◆ Selected text:

--- START ---

CSCI 431: Structured Data Types
A Brief Review
Two components required to define a data type:
- Set of objects in the type (domain of values)
- Set of applicable operations
Data Types may be determined:
- Statically (at compile time)
- Dynamically (at run time)
A language's data types may be:
- Built-in (i.e., elementary data types)
- Programmer-defined (e.g., structured data types)
A declaration explicitly associates an identifier with a type
(and thus representation)
Benefits offered by data types:
- Serve as documentation
- Improve safety and correctness
- Specify interfaces for separate compilation
- Specify abstract data types
Arrays
An array is an aggregate of homogeneous data elements in which an
individual element is identified by its position
Design Issues:
- What types are legal for subscripts?
- Are subscript values range checked?
- When are subscript ranges bound?
- When does allocation take place?
- What is the maximum number of subscripts?
- Can array objects be initialized?
- Are any kind of slices allowed?
- Other types of high level operations?
Indexing is a mapping from indices to elements
- Syntax
- FORTRAN, PL/I, Ada use parentheses
- Most others use brackets
What type(s) are allowed for defining array subscripts?
- FORTRAN, C--int only
- Pascal--any ordinal type (int, boolean, char, enum)
- Ada--int or enum (including boolean and char)
- Java--integer types only
Binding-Time Classifications
Four categories, based on subscript binding and storage binding:
- Static
- Fixed stack-based
- Stack-based
- Heap-based
Static Arrays
- Range of subscripts and storage bindings are static
- Examples: FORTRAN 77, global arrays in C++, some arrays in Ada
- Advantage:
- Execution efficiency (no allocation or deallocation)
- Disadvantages:
- Size must be known at compile time
- Bindings are fixed for entire program
Fixed Stack-based Arrays
- Range of subscripts is statically bound, but storage is bound at
function run-time
- Examples: Pascal locals, C/C++ locals that
are not static
- Advantages:
- Space efficiency
- Supports recursion
- Disadvantage:
- Must know size at compile time
Stack-based Arrays
Range and storage are dynamic, but fixed from then on for the
variable's lifetime
Examples: Ada locals in a procedure or block
Advantage:
- Flexibility--size need not be known until the array is about
to be used
Disadvantage:
- Once created, array size is fixed for lifetime
Heap-based Arrays
- Subscript range and storage bindings are dynamic and not fixed
- Examples: FORTRAN 90, APL, Perl
- Advantage:
- Disadvantages:
- More space required
- Run-time overhead
Number of Array Subscripts
- FORTRAN I allowed up to three
- FORTRAN 77 allows up to seven
- C, C++, and Java allow just one, but elements can be arrays
Array Initialization
- Usually just a list of values that are put in the array in the
order in which the array elements are stored in memory
- Examples:
- FORTRAN--uses the DATA statement, or put the values in /
... / on the declaration
- C and C++--put the values in braces; can let the compiler count
them (int stuff [] = {2, 4, 6, 8};)

--- END ---

◆ Requirements:
1/ Decide whether each of these statements agrees with the structured data types notes: (a) Pascal permits any ordinal type as an array subscript; (b) FORTRAN 77 allows at most three array subscripts; (c) Ada writes indexing with brackets. Answer yes or no for each and quote the words that decide it.
2/ In the structured data types notes, replace "allocation" with "deallocation" and write out everything from "- When are subscript" down to "of slices allowed?".

◆ Information given:

--- START ---

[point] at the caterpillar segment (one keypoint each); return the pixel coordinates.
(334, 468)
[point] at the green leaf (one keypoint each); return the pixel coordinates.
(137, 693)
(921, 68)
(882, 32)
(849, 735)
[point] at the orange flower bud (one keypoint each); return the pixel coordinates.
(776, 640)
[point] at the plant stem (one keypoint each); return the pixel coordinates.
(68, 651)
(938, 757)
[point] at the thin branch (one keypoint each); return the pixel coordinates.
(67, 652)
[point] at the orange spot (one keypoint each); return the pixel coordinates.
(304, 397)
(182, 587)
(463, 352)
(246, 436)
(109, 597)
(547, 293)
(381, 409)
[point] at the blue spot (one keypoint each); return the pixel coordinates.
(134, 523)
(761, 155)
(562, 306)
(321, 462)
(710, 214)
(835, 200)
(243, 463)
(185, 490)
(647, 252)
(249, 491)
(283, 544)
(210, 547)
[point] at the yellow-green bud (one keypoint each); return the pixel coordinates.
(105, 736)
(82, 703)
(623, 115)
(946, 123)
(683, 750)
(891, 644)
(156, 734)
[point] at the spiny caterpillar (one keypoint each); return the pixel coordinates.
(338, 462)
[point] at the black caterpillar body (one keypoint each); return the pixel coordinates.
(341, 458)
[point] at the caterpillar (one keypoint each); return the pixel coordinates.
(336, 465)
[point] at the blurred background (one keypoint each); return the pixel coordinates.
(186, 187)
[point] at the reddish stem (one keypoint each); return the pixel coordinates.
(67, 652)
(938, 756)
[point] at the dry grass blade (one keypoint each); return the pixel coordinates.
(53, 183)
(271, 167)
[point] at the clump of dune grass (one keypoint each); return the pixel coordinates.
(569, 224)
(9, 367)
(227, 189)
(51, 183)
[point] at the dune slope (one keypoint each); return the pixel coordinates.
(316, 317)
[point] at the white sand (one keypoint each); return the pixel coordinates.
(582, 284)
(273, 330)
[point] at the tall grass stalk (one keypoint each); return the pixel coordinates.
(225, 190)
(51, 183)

--- END ---

◆ Replies:
1/
(a) Yes: "Pascal--any ordinal type (int, boolean, char, enum)"
(b) No: "FORTRAN 77 allows up to seven"
(c) No: "FORTRAN, PL/I, Ada use parentheses"

2/
- When are subscript ranges bound?
- When does deallocation take place?
- What is the maximum number of subscripts?
- Can array objects be initialized?
- Are any kind of slices allowed?